─── Excerpted data ───
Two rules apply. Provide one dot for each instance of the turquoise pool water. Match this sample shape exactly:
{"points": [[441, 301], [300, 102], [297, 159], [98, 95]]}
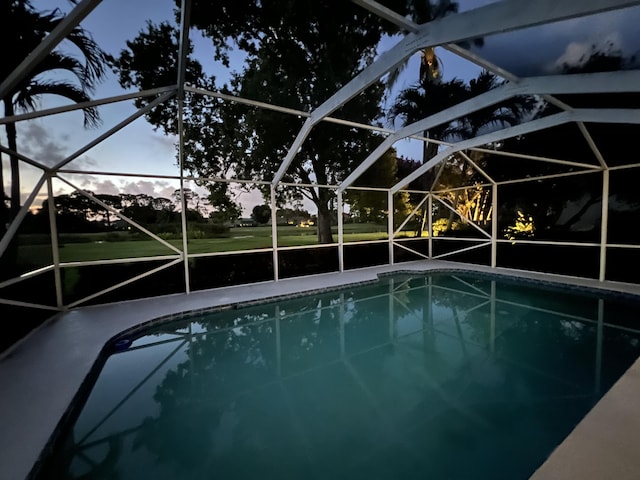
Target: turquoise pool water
{"points": [[447, 376]]}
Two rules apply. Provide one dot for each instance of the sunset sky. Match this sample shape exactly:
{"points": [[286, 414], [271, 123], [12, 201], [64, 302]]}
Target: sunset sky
{"points": [[139, 150]]}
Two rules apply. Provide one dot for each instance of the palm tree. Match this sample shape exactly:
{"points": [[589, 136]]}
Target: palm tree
{"points": [[427, 98], [430, 65], [22, 28]]}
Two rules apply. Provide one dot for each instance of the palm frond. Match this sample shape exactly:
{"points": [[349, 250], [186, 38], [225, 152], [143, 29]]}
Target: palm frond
{"points": [[26, 98]]}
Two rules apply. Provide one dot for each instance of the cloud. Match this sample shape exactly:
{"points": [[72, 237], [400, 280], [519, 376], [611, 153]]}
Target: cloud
{"points": [[576, 54], [35, 142]]}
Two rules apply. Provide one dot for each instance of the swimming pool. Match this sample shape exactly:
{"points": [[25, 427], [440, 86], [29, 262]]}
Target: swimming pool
{"points": [[440, 376]]}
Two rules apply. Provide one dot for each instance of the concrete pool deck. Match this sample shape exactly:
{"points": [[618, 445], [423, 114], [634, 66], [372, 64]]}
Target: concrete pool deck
{"points": [[41, 374]]}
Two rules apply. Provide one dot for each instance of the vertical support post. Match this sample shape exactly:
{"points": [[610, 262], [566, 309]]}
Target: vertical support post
{"points": [[55, 252], [390, 225], [494, 225], [604, 225], [274, 233], [343, 347], [340, 231], [185, 12], [599, 333], [430, 218], [492, 319], [392, 311], [278, 341]]}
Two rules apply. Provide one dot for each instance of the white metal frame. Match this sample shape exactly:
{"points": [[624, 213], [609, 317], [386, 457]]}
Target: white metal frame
{"points": [[494, 18]]}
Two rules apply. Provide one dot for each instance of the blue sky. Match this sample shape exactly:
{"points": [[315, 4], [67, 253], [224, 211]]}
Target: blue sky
{"points": [[139, 149]]}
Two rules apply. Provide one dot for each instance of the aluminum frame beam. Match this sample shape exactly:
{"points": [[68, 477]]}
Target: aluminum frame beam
{"points": [[608, 82]]}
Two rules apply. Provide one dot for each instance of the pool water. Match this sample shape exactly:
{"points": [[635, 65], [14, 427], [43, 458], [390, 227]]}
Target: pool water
{"points": [[427, 377]]}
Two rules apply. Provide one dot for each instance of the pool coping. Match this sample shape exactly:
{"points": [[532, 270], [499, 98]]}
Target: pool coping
{"points": [[39, 384]]}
───
> **Exercise brief**
Copy out every line from the one containing "of the swimming" to the end of the material, both ends included.

> **Solution for this exercise**
Two rules apply. Provide one dot for each instance of the swimming pool. Match this sample shape exactly:
{"points": [[25, 427], [440, 86], [29, 262]]}
Target: swimming pool
{"points": [[440, 376]]}
Two rules apply. Provide one dot for each instance of the concrete pool deck. Match this sample shape exactly:
{"points": [[618, 445], [423, 114], [634, 66], [372, 64]]}
Target: concrete pool deck
{"points": [[41, 374]]}
Two rules apply. Provide one dot for each instance of the vertical support post. Match this sample shape exactly:
{"points": [[610, 262], [566, 309]]}
Target: vertical support post
{"points": [[55, 252], [390, 225], [494, 225], [604, 225], [274, 233], [343, 347], [340, 231], [185, 12], [599, 333], [430, 218], [492, 319], [392, 311], [278, 341]]}
Two rules apply. Provide one dot for each instance of the white metal frame. Match this sample shape exactly:
{"points": [[624, 213], [609, 317], [386, 457]]}
Target: white metal frame
{"points": [[494, 18]]}
Two rules apply. Provide one dot for each instance of the blue sky. Match this sample shape exactly:
{"points": [[315, 4], [67, 253], [224, 211]]}
Target: blue sky
{"points": [[139, 149]]}
Two rules apply. Provide one dot for each instance of the aluminum frame beam. Match this sample shape exactly:
{"points": [[68, 477]]}
Target: aluminum frame beam
{"points": [[608, 82]]}
Two rules apply. Provide one dot for each instance of the pool water. Match this sample shape exactly:
{"points": [[635, 65], [14, 427], [43, 458], [390, 227]]}
Target: pool water
{"points": [[427, 377]]}
Two rules apply. Provide one dot for each instance of the pool coping. Match this sample shape exactly:
{"points": [[532, 270], [499, 98]]}
Target: pool coping
{"points": [[39, 384]]}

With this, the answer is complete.